**Given instruction**
Rewrite every line of the records below in full, requests included, shifting each x and y coordinate in the answers up by 111.

**Dataset excerpts**
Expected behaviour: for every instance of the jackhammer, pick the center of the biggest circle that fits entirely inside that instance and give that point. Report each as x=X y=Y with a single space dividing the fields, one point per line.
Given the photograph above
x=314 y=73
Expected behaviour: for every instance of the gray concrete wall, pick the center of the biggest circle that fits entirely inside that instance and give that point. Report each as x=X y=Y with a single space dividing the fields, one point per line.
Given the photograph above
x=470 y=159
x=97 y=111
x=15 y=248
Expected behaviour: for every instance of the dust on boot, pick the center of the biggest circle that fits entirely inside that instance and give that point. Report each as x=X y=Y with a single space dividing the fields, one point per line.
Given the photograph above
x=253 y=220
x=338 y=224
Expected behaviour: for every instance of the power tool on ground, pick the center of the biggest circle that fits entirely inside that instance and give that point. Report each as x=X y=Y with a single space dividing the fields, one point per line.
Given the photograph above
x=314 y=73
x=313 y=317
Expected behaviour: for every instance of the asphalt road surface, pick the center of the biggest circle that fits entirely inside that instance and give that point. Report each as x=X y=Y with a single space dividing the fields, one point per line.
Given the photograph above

**Right answer**
Expected behaviour: for every instance of the jackhammer, pick the center of the biggest circle that fits entirely inside that instance and give that point. Report each as x=X y=Y with a single space dividing the fields, one point per line.
Given the photograph above
x=425 y=184
Expected behaviour: for every instance of the gray concrete wall, pick the center of the biggest circle that fits entirely inside that instance and give that point. Report each as x=X y=Y with a single space dividing the fields, one point per line.
Given the photograph above
x=581 y=270
x=208 y=222
x=126 y=359
Expected behaviour: for every instance of the dust on boot, pick the center of the biggest circle that fits entirely inside that instance and give that point. Report each as x=X y=Y with a single space dividing the fields, one point per line.
Given the photograph above
x=364 y=331
x=449 y=335
Expected behaviour: for every instance of the power tool on ground, pick the center of the biggest circle that fits entirely inside that instance and give that point. Report each as x=X y=Y with a single space dividing the fields, one point per line.
Given the photograph above
x=425 y=184
x=424 y=428
Expected behaviour: for every instance of the asphalt road surface, pick the center of the biggest circle that fits entirely inside that instance and give that point. Report each as x=X y=Y with a single space dividing the fields, one point per line.
Given the photograph above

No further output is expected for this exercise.